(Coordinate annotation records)
☆ ☆ ☆
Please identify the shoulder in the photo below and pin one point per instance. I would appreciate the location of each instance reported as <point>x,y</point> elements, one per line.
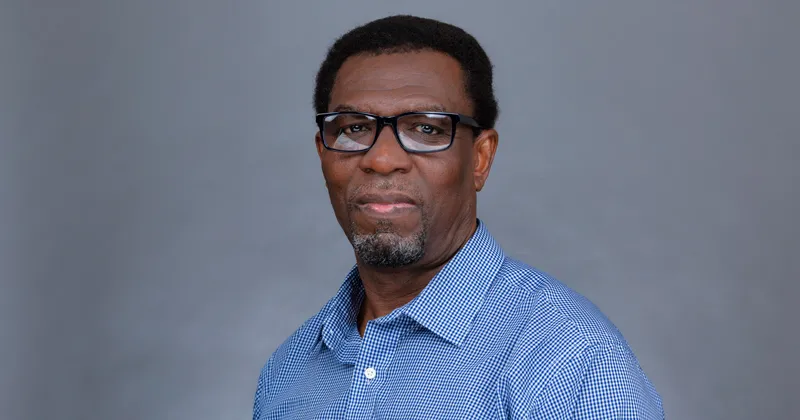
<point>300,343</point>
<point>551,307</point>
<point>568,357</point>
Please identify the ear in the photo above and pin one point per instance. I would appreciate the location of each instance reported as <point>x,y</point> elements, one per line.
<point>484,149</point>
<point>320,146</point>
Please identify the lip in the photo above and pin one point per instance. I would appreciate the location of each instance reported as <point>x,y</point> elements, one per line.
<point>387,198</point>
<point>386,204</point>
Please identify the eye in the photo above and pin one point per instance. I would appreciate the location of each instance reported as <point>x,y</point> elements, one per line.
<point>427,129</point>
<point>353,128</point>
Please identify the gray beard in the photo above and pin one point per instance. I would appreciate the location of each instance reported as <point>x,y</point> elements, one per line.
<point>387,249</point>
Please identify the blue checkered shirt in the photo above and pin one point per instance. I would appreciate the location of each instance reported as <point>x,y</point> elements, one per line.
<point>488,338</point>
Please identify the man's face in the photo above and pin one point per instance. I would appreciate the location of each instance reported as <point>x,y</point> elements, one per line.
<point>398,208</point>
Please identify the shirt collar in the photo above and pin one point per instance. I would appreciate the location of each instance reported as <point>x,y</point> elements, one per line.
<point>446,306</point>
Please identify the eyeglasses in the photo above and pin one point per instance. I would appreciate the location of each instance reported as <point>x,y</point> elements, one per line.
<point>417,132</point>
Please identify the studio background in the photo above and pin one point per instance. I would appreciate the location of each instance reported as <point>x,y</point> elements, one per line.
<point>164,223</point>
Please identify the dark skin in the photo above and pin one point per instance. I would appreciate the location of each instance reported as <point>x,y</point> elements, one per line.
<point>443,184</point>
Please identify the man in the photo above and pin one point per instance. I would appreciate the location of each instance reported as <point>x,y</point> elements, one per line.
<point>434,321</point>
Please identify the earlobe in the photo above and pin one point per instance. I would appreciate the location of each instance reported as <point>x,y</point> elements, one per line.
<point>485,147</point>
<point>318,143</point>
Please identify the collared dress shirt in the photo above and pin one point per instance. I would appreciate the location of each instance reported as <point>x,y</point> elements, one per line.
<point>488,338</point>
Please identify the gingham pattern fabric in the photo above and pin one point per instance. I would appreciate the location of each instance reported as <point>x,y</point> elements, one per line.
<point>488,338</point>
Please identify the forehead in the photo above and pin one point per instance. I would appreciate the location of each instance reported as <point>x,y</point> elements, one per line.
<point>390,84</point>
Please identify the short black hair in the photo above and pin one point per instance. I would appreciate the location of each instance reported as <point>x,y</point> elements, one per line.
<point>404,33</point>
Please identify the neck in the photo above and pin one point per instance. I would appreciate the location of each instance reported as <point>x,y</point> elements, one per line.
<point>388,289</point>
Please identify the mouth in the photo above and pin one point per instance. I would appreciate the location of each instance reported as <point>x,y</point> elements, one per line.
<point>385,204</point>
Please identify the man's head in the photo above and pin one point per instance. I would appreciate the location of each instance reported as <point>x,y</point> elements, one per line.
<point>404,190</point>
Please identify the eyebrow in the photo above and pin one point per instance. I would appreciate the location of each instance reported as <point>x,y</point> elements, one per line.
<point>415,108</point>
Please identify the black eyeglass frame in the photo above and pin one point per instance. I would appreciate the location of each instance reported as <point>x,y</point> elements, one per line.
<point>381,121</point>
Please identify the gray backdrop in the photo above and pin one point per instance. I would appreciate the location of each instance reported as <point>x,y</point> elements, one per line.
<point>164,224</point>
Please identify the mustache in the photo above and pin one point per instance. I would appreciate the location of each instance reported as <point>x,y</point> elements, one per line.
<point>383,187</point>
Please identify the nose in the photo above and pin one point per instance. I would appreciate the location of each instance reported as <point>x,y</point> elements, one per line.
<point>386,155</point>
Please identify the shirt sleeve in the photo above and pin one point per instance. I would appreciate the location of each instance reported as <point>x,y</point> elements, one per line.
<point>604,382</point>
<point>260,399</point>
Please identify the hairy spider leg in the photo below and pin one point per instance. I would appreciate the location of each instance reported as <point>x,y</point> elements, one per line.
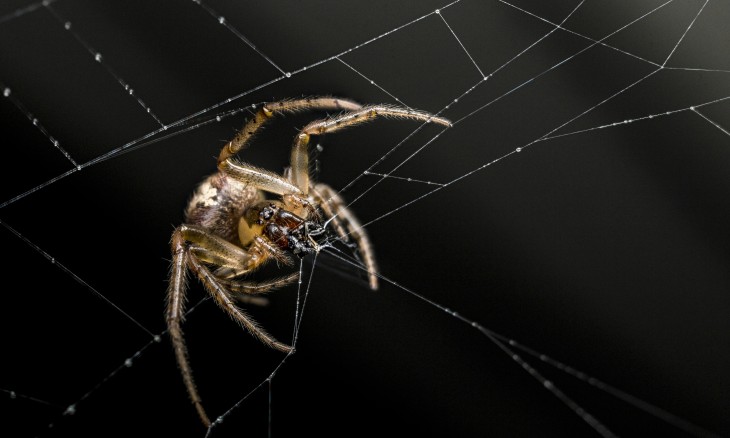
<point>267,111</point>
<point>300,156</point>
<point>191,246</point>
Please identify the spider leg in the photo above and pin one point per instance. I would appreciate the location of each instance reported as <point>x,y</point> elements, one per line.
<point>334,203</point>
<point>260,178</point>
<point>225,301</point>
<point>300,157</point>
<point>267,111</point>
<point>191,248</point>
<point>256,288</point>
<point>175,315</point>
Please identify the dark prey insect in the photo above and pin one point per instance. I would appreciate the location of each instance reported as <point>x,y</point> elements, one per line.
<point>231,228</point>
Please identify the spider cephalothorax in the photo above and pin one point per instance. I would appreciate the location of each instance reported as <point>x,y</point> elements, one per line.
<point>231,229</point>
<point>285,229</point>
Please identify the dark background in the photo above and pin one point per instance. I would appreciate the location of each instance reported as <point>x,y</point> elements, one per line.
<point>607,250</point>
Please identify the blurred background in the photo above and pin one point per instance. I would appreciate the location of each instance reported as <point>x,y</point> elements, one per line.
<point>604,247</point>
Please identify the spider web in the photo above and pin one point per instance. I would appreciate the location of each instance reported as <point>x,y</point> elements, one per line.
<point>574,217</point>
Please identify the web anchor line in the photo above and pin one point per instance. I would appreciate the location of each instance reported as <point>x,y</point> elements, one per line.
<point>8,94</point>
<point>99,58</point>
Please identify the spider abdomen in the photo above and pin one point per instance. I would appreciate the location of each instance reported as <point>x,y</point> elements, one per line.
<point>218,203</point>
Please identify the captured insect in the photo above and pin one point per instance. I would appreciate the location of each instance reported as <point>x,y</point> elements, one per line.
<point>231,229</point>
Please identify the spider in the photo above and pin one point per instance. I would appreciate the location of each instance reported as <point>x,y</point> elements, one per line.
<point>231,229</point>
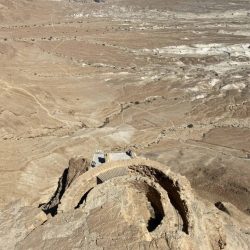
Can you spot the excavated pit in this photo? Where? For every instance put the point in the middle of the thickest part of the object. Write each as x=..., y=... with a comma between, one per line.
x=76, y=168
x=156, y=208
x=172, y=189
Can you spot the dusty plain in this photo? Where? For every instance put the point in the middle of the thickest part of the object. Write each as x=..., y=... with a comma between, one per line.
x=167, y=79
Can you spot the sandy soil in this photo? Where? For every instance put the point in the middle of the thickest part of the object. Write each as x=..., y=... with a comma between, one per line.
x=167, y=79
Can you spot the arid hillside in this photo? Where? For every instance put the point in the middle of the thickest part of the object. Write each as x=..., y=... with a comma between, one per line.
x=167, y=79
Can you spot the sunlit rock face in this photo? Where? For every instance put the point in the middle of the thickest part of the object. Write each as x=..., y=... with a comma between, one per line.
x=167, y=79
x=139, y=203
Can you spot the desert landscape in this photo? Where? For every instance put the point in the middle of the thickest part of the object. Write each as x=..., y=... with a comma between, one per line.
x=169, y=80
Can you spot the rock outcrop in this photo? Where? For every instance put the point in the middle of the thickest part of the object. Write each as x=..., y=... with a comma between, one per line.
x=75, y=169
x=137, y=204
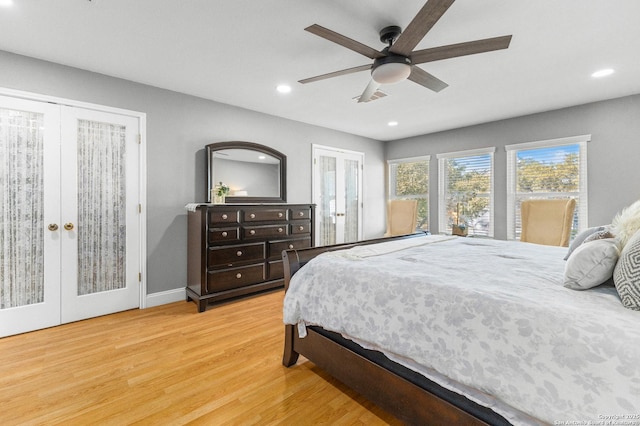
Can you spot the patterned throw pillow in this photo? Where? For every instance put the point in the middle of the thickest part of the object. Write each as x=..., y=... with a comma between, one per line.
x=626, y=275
☆ ☆ ☆
Output a faithful copy of the data, with each picture left out.

» Result for this exercise
Please identify the shoulder in the photo below and pin one point per instance. I would appreciate the location of each instance reported as <point>x,y</point> elements, one per line.
<point>300,343</point>
<point>551,307</point>
<point>568,357</point>
Please identify the ear in the photo above and pin one point per instance. I would appreciate the location of each instance reported as <point>x,y</point> elements, one per line.
<point>484,149</point>
<point>320,146</point>
Please identify the lip in the photo above and pin one point per instance. I would appreciate the location of each instance reported as <point>x,y</point> elements, one per line.
<point>387,198</point>
<point>386,204</point>
Please identify the eye in the photo above and pin one point per instance. I would appreciate the location of each instance reported as <point>x,y</point> elements, one per line.
<point>427,129</point>
<point>353,128</point>
Please identify the gray beard in the photo above and pin one point per instance. I would appreciate the location of each instance reported as <point>x,y</point> elements, one per line.
<point>387,249</point>
Please identify the blue checkered shirt in the photo above and pin one point per instance. I would appreciate the location of each instance reported as <point>x,y</point> elements, one per line.
<point>488,338</point>
Please identify the man's face in the photo above and pin one point per instance. I would appreciate the location of each instance reported as <point>x,y</point> elements, one per line.
<point>398,208</point>
Please identify the shirt collar in the photo above and pin one point per instance. I would appreciate the location of each instance reported as <point>x,y</point> elements, one per line.
<point>446,306</point>
Please identify the eyeglasses in the photo above and pin one point per instance. I would appreciate the location of each instance reported as <point>x,y</point> elements, one per line.
<point>417,132</point>
Please identify the studio background in the photo above and pin one point per instance. I would appreciate the location of each instance reported as <point>x,y</point> elements, one per line.
<point>164,223</point>
Please identify the dark skin in the photo above and pin one point per instance. I would appreciate the location of each instance reported as <point>x,y</point> elements, one per line.
<point>443,184</point>
Please identify the man in the photo above and pin one point per instance. I would appreciate the location of each instance reported as <point>x,y</point> elements, one per line.
<point>434,321</point>
Please identify the earlobe in the photo above and pin one point per instance. I would appreciate the location of each instance reported as <point>x,y</point> elements, one per line.
<point>485,147</point>
<point>318,143</point>
Please identify the collared dress shirt in the photo above and pin one point per instance. I would appreciate the location of each instance reported as <point>x,y</point> elements, one per line.
<point>488,338</point>
Please identify the gingham pattern fabric in the photo above and pin one point per instance. I would appreciate the location of each instance reported as <point>x,y</point> elements, one per line.
<point>488,338</point>
Please identify the forehead in the photo above and pin one point per instance. I would appreciate the location of each instance reported as <point>x,y</point> elements, one per line.
<point>390,84</point>
Please identify the short black hair in the photo above and pin one point per instance. I would appreciate the location of each instance reported as <point>x,y</point> elements, one per line.
<point>404,33</point>
Please identify the neck in the photo above and pin one point per instance. I would appreciate the location of each instance reported as <point>x,y</point> elements, one per line.
<point>388,289</point>
Please identify the mouth in the photo above and pin one point per instance. I would appreciate the location of each instance reported as <point>x,y</point> elements, one per line.
<point>385,204</point>
Please identify the man's head in the photo above and pin one point per instance. I would appreciate the location of each instance reported as <point>x,y</point> elements, one per line.
<point>404,190</point>
Please identify the eyebrow in the photo above and pin one point per instance. I would appreciate the location of each instance reported as <point>x,y</point> elements, one per line.
<point>415,108</point>
Please identify the black eyeglass frame in the photo above and pin one point per instance. I would appreciate the location of each instance reported as <point>x,y</point> elements, one per line.
<point>381,121</point>
Please identify the gray backdrop in the photo above and pin one point per instance. I would appreciate the location of each instance reported as <point>x,y</point> elements, one per line.
<point>164,224</point>
Please identify the mustache in the photo above and pin one point per instance. I would appreciate the location of each instance reported as <point>x,y</point> elements, one per line.
<point>383,187</point>
Please identify the nose in the photo above and pin one point per instance. I would appreciate the location of each instance reported as <point>x,y</point> elements, one per line.
<point>386,155</point>
Please identify the shirt sleeve in the photo above and pin one point per instance. I would appreciate the location of each instance reported as <point>x,y</point> elements, one per line.
<point>604,382</point>
<point>260,399</point>
Please identify the hairy spider leg in the photo below and pin one point per instance. I would appreciate the location of each instance reported as <point>x,y</point> elements, one per line.
<point>267,111</point>
<point>300,156</point>
<point>191,246</point>
Please identify the spider leg in the photo above and pin one point per instance. I would appreciate the location of each instance reported as <point>x,y</point> elements, one per line.
<point>334,203</point>
<point>260,178</point>
<point>225,301</point>
<point>300,157</point>
<point>267,111</point>
<point>191,248</point>
<point>256,288</point>
<point>175,315</point>
Please identify the dark prey insect in the photo above and pin one point per instance. I would appreciate the location of each instance reported as <point>x,y</point> elements, one per line.
<point>231,228</point>
Please identify the spider cephalothorax in the photo above and pin one point per instance. I would appreciate the location of each instance reported as <point>x,y</point> elements, one per line.
<point>231,229</point>
<point>285,229</point>
Please identify the dark background in the photo above and pin one point per instance. I would appreciate the location of each instance reported as <point>x,y</point> elements, one per line.
<point>607,250</point>
Please identify the blurred background in the photo above and pin one point per instance. I would appreciate the location of each instance reported as <point>x,y</point> elements, one per line.
<point>604,247</point>
Please identify the spider web in the photo above and pin one point per instance. I would appreciate the location of each instance reported as <point>x,y</point> elements, one per line.
<point>574,217</point>
Please identify the web anchor line in the photo above and pin one point per instance. I would appreciate the location of each instance reported as <point>x,y</point> elements, one per line.
<point>8,94</point>
<point>99,58</point>
Please identify the spider abdomen in the photo above and pin one point per instance. I would appreciate the location of each instance reported as <point>x,y</point> elements, one per line.
<point>218,203</point>
Please identify the captured insect in the photo above and pin one point per instance. I would appreciate the location of each instance reported as <point>x,y</point> elements, one per line.
<point>231,229</point>
Please identify the spider in the photo above and pin one point per instance. I would appreciate the location of each instance reported as <point>x,y</point> elements, one per line.
<point>231,229</point>
Can you spot the excavated pit in this photo? Where? For every instance put the point in the middle of the thickest part of the object. Write each as x=..., y=... with a comma between, one per line.
x=76, y=168
x=156, y=208
x=172, y=189
Can you spot the dusty plain in this photo? Where? For every instance put the point in the middle of the thickest part of the object. Write each as x=..., y=... with a comma between, one per line.
x=167, y=79
Can you spot the sandy soil in this photo? Where? For every instance put the point in the middle of the thickest part of the object. Write each as x=..., y=... with a comma between, one per line.
x=167, y=79
Can you spot the arid hillside in this photo? Where? For every instance put the point in the middle of the thickest part of the object. Write each as x=..., y=... with a comma between, one per line.
x=167, y=79
Can you spot the sunlit rock face in this photo? Where? For every instance put the point in the middle of the thickest part of the object. Write each as x=..., y=... with a comma between, one per line.
x=167, y=79
x=139, y=203
Can you spot the desert landscape in this photo? Where? For every instance put the point in the middle of the thickest part of the object. Write each as x=..., y=... with a comma between, one per line.
x=169, y=80
Can you spot the rock outcrop in this photo? Where? For every instance put the point in the middle of the thickest part of the object. Write each as x=..., y=... with a comma between, one per line.
x=75, y=169
x=137, y=204
Can you spot the patterned throw pillow in this photo? Where? For every instance put the point in the middle of the thickest part of the object. Write each as x=..., y=... with a comma between, one per line.
x=626, y=275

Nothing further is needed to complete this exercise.